*DATASET EXCERPTS*:
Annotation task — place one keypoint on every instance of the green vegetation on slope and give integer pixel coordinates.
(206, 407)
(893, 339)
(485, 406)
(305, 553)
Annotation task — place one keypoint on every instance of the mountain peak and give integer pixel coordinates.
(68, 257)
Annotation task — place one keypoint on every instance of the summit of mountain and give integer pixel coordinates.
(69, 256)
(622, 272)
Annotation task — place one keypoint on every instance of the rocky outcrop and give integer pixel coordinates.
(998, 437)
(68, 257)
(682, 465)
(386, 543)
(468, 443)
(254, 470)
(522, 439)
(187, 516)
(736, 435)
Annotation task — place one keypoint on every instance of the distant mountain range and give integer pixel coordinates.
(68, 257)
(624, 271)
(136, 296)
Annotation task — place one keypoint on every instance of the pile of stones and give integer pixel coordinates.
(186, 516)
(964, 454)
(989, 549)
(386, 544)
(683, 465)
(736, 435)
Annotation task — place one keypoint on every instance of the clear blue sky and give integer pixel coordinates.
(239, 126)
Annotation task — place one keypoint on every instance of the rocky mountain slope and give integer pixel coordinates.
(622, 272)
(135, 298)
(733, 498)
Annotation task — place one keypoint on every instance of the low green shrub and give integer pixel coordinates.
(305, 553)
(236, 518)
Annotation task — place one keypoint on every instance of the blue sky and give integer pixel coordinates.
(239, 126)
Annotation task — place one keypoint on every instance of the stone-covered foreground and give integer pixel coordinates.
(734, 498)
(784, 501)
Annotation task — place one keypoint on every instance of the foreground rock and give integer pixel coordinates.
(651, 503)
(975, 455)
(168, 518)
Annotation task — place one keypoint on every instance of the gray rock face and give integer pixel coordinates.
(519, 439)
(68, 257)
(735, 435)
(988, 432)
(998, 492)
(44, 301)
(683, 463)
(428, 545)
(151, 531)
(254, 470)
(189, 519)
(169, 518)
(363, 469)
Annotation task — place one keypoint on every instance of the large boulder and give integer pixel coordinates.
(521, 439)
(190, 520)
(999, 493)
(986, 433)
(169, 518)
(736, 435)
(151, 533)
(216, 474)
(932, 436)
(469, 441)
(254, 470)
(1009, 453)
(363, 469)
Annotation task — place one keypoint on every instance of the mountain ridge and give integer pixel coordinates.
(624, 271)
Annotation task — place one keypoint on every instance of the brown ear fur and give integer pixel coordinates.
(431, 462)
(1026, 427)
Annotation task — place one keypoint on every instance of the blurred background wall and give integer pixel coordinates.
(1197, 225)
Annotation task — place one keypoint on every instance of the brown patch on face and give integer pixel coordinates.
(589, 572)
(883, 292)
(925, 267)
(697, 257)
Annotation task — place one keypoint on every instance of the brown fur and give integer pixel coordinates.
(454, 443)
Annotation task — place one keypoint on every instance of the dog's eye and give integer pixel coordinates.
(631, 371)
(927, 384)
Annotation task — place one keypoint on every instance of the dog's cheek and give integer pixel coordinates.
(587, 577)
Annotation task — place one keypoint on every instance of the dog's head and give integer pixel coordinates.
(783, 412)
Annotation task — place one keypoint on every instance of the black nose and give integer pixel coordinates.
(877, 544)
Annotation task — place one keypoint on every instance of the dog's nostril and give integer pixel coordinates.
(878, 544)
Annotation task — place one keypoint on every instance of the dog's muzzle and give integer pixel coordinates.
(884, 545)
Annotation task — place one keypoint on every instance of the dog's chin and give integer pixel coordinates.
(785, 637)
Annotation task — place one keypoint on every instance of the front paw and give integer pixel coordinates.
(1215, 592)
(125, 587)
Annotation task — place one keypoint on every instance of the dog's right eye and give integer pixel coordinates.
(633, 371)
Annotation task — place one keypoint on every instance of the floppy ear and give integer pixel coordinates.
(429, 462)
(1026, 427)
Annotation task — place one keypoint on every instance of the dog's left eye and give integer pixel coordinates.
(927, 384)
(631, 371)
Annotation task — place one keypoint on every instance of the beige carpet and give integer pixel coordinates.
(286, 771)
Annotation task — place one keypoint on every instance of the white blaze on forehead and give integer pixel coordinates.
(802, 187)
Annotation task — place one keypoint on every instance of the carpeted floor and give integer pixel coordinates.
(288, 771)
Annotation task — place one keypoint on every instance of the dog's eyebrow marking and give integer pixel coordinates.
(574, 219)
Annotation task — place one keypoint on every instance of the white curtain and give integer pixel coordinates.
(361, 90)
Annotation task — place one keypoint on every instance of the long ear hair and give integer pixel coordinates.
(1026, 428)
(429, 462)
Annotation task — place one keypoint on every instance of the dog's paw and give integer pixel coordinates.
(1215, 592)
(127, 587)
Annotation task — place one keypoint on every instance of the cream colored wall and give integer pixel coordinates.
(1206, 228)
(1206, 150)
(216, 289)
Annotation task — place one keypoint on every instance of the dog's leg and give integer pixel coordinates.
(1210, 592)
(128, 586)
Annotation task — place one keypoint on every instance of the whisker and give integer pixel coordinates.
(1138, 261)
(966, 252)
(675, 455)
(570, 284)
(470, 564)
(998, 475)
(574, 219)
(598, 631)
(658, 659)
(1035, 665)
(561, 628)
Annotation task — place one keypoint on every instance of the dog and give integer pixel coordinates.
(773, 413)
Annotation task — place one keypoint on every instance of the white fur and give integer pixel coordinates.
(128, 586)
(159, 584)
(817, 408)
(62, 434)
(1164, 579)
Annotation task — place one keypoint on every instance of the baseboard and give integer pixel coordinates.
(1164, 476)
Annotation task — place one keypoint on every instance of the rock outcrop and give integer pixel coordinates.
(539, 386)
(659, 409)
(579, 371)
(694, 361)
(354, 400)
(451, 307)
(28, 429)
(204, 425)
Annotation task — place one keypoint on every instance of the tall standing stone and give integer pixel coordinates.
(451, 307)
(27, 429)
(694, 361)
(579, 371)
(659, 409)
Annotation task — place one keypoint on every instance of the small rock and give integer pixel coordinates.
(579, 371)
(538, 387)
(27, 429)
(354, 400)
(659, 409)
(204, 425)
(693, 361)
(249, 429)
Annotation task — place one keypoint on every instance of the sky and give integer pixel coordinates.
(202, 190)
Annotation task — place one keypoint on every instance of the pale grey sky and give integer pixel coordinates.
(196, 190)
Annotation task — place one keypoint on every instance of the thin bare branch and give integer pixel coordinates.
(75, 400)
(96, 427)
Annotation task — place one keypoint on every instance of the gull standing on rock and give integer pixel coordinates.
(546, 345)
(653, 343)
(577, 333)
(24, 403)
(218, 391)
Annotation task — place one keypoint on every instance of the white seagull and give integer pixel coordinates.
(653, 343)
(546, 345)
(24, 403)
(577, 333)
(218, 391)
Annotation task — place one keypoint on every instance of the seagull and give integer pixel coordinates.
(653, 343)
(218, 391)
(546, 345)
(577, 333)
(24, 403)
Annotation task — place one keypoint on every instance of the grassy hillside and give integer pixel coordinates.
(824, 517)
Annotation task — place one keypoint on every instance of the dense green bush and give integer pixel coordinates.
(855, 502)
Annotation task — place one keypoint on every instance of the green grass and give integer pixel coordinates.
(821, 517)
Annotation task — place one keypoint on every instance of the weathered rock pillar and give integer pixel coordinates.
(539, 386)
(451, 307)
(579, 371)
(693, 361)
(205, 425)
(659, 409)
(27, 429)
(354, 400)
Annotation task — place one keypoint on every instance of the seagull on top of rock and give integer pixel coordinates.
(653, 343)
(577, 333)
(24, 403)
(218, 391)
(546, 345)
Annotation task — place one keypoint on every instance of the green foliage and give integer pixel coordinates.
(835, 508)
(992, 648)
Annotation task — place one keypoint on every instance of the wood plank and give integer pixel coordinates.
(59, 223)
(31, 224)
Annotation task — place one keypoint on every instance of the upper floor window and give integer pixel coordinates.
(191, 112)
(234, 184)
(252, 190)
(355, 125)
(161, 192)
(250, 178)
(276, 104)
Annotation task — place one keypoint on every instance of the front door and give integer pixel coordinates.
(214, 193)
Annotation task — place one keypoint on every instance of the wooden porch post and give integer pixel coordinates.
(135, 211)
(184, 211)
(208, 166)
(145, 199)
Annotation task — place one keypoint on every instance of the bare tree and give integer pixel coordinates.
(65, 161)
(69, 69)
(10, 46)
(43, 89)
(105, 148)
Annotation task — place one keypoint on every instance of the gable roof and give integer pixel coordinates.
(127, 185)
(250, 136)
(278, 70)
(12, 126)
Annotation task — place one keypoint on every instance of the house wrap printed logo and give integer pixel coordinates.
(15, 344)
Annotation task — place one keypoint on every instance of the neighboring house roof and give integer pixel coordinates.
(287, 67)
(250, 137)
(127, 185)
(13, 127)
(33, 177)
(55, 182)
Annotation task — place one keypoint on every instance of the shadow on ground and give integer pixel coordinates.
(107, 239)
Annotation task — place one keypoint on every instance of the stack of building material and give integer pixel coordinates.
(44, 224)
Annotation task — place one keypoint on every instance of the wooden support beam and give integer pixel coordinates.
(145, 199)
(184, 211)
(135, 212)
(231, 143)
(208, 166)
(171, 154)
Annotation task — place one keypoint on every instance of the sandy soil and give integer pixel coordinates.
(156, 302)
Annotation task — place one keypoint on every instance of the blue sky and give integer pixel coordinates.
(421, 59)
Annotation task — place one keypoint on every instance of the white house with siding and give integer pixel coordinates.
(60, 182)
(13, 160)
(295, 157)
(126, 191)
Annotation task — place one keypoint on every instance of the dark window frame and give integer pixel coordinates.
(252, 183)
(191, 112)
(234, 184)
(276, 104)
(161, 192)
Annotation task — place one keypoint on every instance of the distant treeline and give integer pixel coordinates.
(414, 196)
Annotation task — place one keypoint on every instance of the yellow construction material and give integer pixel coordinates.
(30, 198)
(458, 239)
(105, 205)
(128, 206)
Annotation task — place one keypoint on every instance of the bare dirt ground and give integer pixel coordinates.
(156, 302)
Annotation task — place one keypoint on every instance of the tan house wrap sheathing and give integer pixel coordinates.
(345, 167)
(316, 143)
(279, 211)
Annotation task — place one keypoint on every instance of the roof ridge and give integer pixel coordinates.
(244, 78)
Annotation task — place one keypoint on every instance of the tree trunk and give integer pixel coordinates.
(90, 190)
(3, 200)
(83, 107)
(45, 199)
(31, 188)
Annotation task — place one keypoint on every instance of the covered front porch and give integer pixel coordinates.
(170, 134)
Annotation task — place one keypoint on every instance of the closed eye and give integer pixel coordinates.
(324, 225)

*JOB*: Locate the line with "on ground and give integer pixel coordinates." in the entries above; extract it and every line after it, verbatim.

*THE ANSWER*:
Annotation task — place one keypoint on every instance of the shadow on ground and give integer pixel coordinates.
(107, 239)
Annotation task — place one keypoint on every instance of the stack of building material and give integer pixel coordinates.
(44, 224)
Annotation task — place one keypoint on every instance of the wooden support beam and give integer pixel coordinates.
(145, 199)
(184, 211)
(135, 212)
(231, 143)
(208, 166)
(171, 154)
Annotation task — place one keypoint on every instance of the sandy soil and give integer pixel coordinates.
(156, 302)
Annotation task — place one keypoint on every instance of the blue sky and give integer pixel coordinates.
(421, 59)
Annotation task — place one keypoint on every instance of the white house with siding and give integer pixel coordinates.
(60, 182)
(13, 160)
(295, 157)
(126, 191)
Annotation task — place one keypoint on every instance of the dark window frame and give integer pixel coordinates.
(252, 183)
(191, 112)
(234, 184)
(276, 104)
(161, 192)
Annotation task — place one keypoint on every instance of the distant treeline and give integer pixel coordinates.
(414, 196)
Annotation task — place one keypoint on every instance of the yellow construction material and give integer pixel coordinates.
(30, 198)
(458, 239)
(105, 205)
(128, 206)
Annotation task — place one keypoint on every instance of the bare dirt ground and give integer pixel coordinates.
(156, 302)
Annotation task — place one keypoint on every instance of the tan house wrap sheathing and give integer pixel coordinates.
(345, 167)
(316, 143)
(279, 211)
Annotation task — place one keypoint on every instance of the roof ridge and give integer pixel coordinates.
(244, 78)
Annotation task — place one keypoint on every instance of the tree trunk and give integer pixel coordinates.
(90, 190)
(3, 200)
(83, 107)
(45, 199)
(31, 188)
Annotation task — place one keypoint on every instance of the covered front porch and give integer pixel coordinates.
(170, 134)
Annotation task — place one keypoint on every instance of the closed eye and give integer pixel coordinates.
(324, 225)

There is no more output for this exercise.